* _Problem description_
Retype the line in which "Expected: one point per instance of the first" appears, then every line after it until the records end. Leave out the pictures.

○ ○ ○ ○

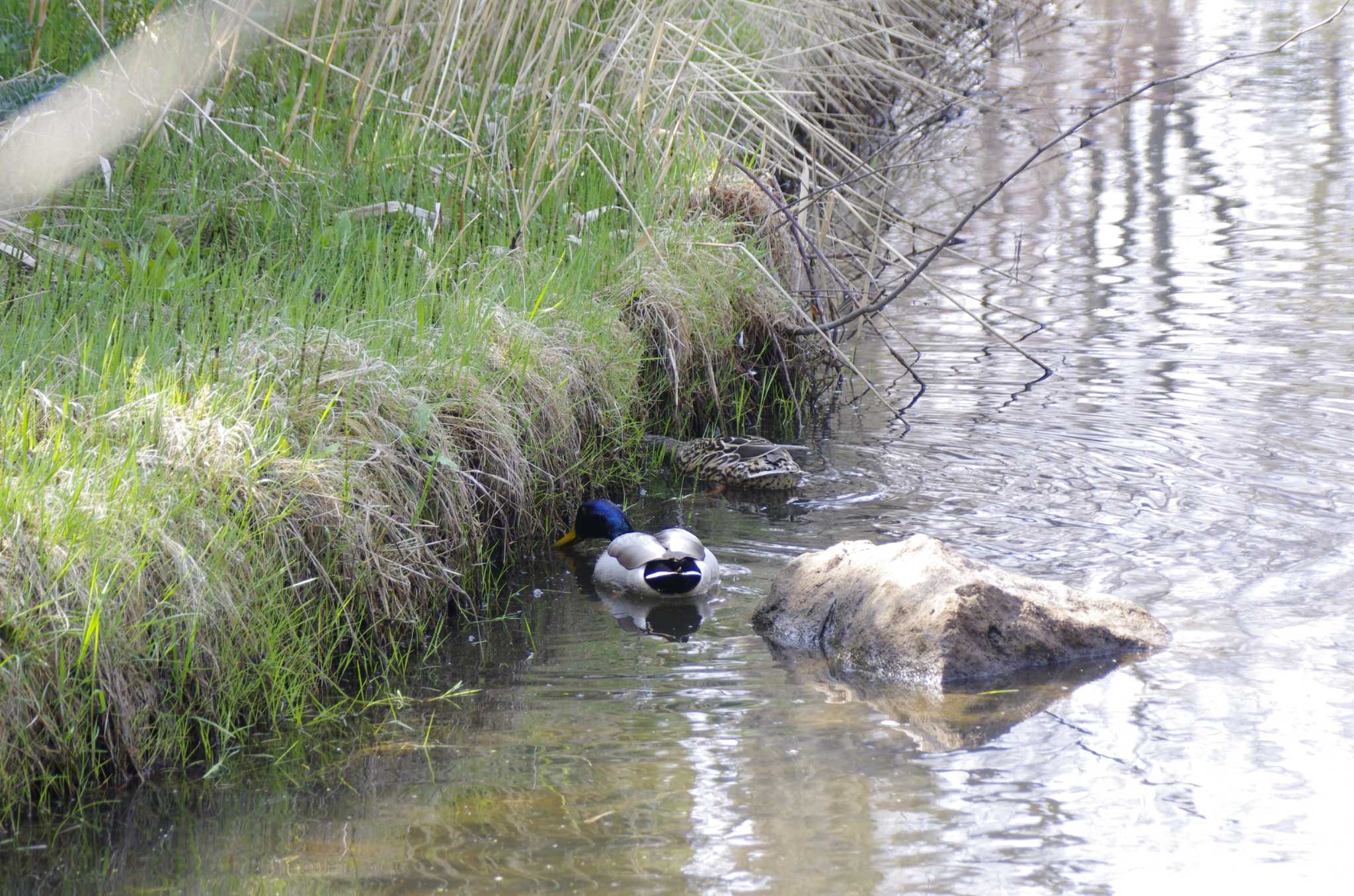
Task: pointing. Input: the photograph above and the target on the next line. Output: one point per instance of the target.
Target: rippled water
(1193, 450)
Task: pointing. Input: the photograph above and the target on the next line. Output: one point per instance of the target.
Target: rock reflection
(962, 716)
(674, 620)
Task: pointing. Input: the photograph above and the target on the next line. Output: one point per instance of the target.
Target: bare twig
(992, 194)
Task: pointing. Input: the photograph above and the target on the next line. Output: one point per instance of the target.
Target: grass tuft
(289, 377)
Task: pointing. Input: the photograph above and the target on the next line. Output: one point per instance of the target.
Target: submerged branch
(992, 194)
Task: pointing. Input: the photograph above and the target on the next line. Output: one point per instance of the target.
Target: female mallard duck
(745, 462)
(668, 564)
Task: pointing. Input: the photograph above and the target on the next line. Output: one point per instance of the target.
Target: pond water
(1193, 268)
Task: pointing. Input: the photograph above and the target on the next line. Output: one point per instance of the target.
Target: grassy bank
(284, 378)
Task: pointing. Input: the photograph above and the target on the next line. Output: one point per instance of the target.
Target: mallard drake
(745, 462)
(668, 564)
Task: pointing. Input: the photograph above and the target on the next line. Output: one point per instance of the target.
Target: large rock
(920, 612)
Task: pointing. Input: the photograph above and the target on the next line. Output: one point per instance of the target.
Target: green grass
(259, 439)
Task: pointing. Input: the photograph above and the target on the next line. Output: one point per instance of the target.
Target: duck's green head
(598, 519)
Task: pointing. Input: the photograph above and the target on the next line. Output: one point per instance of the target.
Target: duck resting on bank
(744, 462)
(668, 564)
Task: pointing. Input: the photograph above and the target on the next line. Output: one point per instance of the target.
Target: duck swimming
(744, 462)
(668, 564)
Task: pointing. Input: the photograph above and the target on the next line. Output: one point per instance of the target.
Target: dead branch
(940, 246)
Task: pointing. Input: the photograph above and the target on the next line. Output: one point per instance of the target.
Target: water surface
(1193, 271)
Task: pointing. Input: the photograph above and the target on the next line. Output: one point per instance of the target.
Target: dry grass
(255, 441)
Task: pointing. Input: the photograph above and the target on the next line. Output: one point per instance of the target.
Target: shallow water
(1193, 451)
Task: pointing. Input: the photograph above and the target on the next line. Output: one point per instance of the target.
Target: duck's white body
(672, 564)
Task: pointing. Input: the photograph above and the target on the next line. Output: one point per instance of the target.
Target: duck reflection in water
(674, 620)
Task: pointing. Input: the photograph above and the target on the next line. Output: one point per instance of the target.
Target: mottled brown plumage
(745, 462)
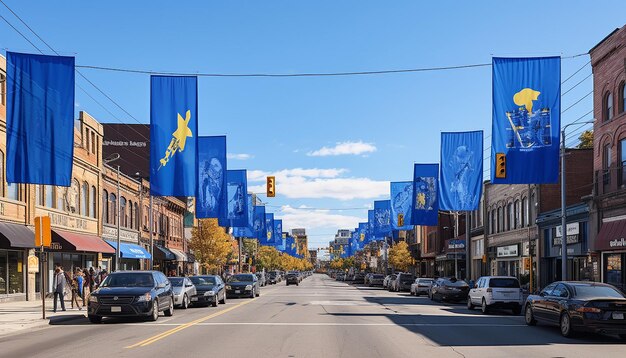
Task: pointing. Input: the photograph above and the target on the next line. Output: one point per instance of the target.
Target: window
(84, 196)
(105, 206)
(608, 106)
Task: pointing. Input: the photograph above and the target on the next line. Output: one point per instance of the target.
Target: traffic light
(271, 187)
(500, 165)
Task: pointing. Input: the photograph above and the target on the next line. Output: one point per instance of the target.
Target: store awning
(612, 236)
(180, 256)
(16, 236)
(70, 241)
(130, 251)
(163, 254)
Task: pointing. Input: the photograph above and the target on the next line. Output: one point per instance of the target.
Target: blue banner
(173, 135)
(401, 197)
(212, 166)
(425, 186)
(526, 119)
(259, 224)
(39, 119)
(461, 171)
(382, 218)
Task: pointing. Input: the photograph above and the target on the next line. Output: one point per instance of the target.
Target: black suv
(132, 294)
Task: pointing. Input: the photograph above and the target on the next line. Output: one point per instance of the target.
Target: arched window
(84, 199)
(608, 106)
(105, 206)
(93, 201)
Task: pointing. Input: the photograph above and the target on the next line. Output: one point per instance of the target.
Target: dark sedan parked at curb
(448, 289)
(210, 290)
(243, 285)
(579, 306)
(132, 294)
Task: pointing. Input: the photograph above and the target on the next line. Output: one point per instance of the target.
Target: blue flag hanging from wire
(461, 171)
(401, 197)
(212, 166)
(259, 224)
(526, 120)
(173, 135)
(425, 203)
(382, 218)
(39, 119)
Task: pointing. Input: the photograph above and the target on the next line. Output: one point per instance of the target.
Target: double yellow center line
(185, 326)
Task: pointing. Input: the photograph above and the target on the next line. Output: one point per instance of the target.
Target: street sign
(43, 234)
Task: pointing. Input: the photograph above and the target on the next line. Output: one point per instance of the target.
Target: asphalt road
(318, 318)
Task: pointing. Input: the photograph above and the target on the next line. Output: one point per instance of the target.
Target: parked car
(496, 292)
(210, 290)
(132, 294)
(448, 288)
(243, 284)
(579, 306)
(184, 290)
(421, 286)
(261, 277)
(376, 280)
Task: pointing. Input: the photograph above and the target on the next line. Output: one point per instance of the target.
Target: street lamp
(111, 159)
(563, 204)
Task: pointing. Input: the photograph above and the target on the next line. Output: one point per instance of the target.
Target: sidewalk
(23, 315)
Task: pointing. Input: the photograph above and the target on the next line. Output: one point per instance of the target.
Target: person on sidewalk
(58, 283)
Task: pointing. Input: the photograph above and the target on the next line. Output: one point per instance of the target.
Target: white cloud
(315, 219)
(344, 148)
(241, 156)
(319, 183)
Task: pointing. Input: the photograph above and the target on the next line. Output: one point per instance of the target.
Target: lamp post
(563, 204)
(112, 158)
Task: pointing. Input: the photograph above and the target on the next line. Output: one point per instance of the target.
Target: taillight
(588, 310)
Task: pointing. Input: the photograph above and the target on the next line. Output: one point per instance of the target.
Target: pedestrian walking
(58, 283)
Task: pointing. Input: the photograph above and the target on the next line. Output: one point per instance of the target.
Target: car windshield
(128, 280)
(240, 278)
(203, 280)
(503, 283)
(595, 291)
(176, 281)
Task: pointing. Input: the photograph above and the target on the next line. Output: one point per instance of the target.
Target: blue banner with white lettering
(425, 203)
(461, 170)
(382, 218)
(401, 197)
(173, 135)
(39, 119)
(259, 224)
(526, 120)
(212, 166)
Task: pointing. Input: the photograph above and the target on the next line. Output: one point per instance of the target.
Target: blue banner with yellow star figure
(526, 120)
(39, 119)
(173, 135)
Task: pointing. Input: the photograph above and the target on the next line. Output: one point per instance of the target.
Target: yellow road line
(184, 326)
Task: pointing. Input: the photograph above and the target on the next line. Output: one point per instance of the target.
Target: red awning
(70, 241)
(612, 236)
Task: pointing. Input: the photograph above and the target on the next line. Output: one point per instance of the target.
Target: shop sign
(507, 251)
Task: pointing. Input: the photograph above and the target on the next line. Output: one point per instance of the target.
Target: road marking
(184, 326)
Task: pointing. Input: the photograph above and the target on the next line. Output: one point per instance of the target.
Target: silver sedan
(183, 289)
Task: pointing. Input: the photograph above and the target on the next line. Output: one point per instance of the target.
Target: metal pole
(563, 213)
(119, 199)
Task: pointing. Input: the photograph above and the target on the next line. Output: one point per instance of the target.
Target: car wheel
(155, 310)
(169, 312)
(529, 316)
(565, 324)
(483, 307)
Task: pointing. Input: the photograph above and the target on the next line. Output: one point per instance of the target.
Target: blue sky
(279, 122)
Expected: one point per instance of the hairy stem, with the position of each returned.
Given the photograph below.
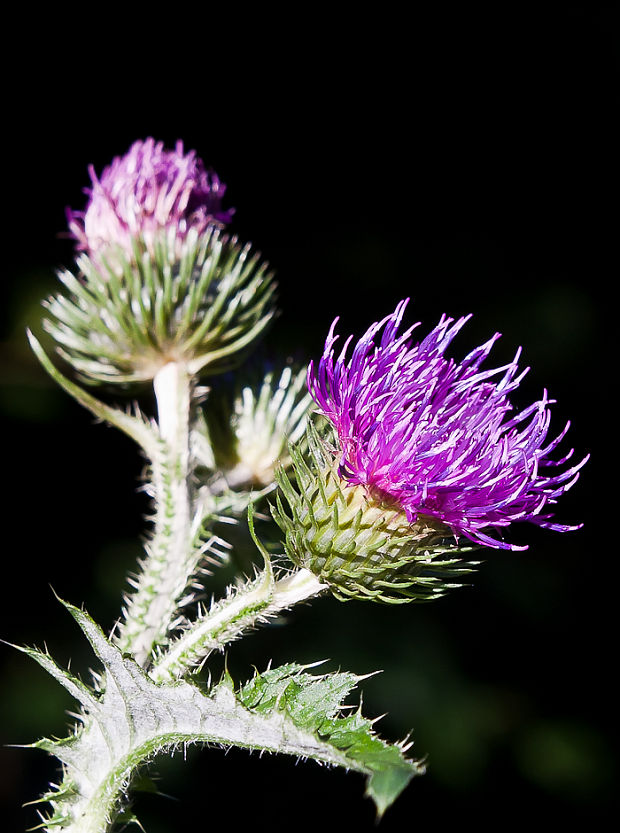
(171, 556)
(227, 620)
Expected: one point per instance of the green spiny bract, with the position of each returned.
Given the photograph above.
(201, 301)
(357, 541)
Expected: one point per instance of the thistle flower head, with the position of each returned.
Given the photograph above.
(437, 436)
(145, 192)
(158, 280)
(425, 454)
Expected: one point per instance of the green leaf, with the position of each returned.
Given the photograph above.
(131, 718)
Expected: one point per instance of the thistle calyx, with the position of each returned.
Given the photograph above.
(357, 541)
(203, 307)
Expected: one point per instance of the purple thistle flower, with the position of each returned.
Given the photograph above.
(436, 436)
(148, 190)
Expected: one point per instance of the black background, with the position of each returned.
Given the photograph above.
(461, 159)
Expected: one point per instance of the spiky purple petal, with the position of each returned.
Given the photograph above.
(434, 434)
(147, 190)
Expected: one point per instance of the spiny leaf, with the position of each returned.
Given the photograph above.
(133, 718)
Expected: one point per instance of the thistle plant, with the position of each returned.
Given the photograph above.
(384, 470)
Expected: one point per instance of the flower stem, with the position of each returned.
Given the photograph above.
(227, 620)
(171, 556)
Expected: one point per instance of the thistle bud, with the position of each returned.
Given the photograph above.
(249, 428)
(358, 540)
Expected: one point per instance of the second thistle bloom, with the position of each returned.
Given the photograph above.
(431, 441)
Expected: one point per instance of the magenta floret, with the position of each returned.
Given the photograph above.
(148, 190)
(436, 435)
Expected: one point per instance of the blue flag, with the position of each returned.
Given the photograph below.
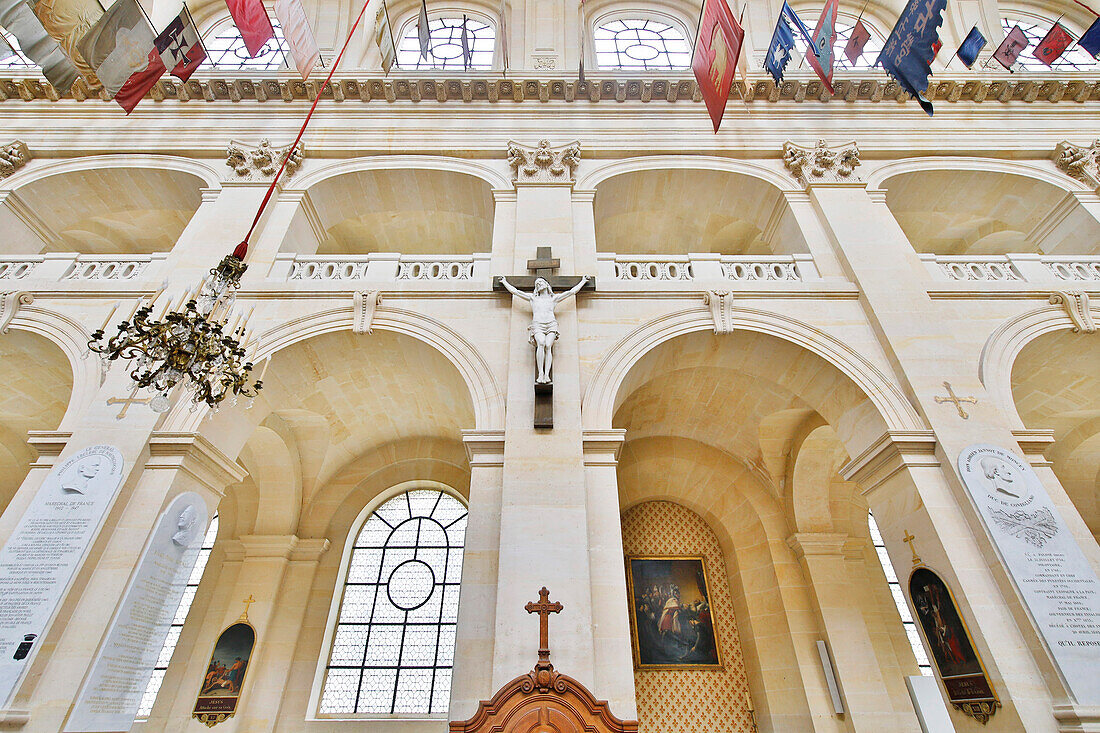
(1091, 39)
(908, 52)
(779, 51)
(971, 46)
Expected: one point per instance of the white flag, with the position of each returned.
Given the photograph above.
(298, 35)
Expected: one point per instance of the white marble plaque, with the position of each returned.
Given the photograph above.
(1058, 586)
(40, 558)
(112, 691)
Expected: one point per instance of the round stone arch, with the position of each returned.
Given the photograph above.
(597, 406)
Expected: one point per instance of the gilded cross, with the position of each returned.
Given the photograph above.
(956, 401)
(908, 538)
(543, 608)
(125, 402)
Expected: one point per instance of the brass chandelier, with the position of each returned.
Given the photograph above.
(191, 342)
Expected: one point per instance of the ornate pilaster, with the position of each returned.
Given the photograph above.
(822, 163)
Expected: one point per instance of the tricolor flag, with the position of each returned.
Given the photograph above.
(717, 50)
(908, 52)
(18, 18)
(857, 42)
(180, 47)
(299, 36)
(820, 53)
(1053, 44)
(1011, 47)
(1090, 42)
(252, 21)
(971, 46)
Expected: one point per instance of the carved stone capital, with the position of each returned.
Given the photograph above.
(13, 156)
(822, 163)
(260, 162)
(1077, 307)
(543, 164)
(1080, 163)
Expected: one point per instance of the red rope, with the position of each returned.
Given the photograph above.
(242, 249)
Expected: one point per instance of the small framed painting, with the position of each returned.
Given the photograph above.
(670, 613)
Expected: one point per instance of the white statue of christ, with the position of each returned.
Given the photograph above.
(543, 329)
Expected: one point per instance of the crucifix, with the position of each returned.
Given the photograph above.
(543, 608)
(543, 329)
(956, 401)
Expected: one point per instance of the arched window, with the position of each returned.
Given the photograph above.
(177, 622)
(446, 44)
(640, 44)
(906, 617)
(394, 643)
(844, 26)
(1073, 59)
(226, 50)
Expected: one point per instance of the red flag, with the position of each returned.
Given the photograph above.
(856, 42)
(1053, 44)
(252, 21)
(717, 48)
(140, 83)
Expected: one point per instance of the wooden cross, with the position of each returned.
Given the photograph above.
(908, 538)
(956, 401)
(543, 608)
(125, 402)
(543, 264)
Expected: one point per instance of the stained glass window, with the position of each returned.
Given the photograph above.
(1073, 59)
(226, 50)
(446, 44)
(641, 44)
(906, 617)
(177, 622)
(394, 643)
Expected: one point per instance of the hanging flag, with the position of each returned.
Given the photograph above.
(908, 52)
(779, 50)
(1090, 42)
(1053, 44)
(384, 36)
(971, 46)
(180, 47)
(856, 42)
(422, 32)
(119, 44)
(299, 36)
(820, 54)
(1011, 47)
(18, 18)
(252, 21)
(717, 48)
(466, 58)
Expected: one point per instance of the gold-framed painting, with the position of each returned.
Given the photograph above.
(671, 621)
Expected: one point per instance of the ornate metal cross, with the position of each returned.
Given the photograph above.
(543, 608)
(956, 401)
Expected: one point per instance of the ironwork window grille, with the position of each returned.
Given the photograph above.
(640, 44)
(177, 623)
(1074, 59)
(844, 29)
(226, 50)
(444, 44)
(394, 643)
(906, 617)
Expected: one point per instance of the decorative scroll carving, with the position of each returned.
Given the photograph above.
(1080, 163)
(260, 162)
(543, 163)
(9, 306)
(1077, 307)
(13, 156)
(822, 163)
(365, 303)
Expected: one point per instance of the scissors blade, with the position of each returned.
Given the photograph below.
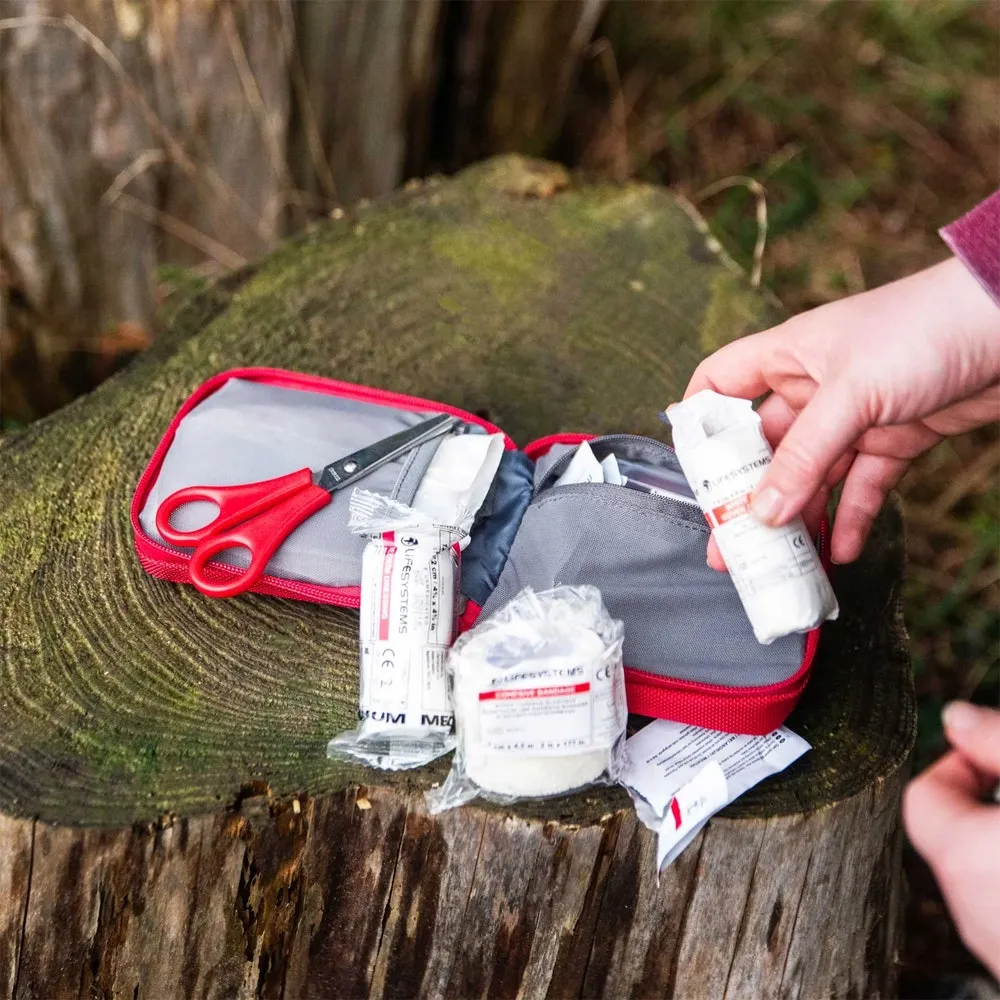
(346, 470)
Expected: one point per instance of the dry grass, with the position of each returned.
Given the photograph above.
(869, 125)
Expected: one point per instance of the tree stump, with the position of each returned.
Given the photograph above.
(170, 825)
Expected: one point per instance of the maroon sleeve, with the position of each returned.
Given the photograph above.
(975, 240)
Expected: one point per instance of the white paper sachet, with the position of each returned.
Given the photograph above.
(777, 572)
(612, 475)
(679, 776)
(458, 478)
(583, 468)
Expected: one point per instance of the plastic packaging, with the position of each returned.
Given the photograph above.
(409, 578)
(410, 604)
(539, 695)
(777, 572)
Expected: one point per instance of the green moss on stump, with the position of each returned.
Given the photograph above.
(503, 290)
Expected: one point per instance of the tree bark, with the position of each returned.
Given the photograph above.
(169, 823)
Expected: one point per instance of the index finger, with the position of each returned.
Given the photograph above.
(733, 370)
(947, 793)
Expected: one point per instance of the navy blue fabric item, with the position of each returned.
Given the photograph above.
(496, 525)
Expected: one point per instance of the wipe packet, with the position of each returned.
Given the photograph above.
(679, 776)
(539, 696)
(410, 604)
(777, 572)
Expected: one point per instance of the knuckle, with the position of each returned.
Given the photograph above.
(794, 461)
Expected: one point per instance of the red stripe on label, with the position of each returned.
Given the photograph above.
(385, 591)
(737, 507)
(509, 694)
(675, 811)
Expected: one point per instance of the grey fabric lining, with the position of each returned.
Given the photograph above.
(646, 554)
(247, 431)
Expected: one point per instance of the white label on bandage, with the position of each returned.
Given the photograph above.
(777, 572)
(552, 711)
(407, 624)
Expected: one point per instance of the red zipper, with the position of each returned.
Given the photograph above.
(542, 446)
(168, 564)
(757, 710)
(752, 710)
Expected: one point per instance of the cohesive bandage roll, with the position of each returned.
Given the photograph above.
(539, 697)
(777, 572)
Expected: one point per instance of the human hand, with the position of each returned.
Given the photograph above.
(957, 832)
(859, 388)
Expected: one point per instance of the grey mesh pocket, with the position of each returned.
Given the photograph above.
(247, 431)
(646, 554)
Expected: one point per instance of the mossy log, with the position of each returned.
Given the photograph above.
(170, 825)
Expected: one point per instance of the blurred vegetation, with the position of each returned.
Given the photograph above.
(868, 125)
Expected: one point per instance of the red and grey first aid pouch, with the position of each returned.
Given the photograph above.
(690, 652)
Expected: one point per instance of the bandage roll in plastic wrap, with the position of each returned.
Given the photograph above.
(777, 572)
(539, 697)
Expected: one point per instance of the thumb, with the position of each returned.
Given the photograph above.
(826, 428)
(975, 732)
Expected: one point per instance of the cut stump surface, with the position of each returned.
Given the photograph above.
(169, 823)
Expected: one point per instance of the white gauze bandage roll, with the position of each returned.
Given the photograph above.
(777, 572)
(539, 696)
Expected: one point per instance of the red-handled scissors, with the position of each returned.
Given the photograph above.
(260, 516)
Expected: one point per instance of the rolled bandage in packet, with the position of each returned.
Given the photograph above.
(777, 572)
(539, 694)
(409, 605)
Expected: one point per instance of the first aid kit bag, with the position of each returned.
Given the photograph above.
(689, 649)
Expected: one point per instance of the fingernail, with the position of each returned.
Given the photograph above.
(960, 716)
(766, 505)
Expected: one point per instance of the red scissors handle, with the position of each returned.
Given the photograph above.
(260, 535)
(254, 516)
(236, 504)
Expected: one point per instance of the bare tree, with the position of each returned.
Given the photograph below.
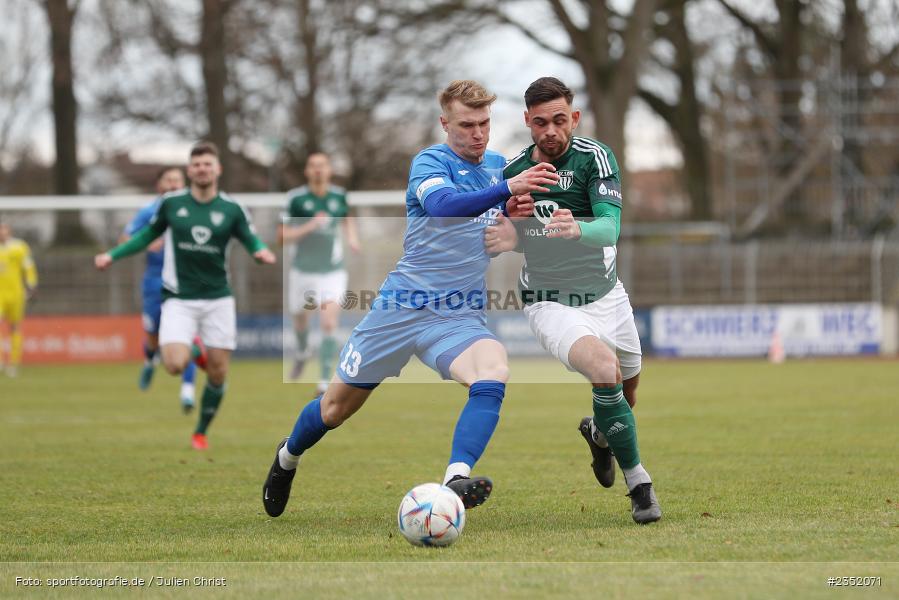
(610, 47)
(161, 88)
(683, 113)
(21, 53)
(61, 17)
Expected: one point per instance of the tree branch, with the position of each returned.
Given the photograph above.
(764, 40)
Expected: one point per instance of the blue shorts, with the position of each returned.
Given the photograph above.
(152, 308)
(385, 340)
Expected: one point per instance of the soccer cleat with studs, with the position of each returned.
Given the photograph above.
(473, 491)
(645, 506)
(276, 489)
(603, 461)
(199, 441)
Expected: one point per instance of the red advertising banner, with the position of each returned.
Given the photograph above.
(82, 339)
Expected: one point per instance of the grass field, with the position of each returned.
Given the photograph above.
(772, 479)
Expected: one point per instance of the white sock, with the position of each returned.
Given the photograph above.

○ ○ ○ ○

* _Problem solution_
Expected: one point per instance of the first aid kit bag, with the position of each returned.
Given the photograph above.
(689, 649)
Expected: one point per instance of the fingernail, with the position of each returned.
Given the photograph above.
(960, 716)
(766, 505)
Expected: one point per instance of the red scissors handle, with the position of each returned.
Given the photograph above.
(260, 535)
(254, 516)
(236, 504)
Expected: one point per instance of the bare tree, with the position of each returned.
Given the photograph below.
(610, 47)
(161, 88)
(683, 113)
(21, 53)
(61, 17)
Expected: one point per instance of the tree branch, with the position of each returned.
Given the photograph above.
(764, 40)
Expected: one point per instance of the blue shorts, with the position of each returned.
Given the photograph above.
(152, 308)
(385, 340)
Expected: one point per instance of the soccer cleat with studs, with the position of each returned.
Given the photograph above.
(473, 491)
(645, 506)
(276, 489)
(603, 461)
(199, 441)
Expected: one point per instance of the red advertising banner, with the position of each returned.
Given the photograph above.
(82, 339)
Expected: one point per instance of the grass field, with the position of each returned.
Given the photograph above.
(772, 479)
Expected: one point per instance of the white sock, with the position of each returned.
Given the photograph above.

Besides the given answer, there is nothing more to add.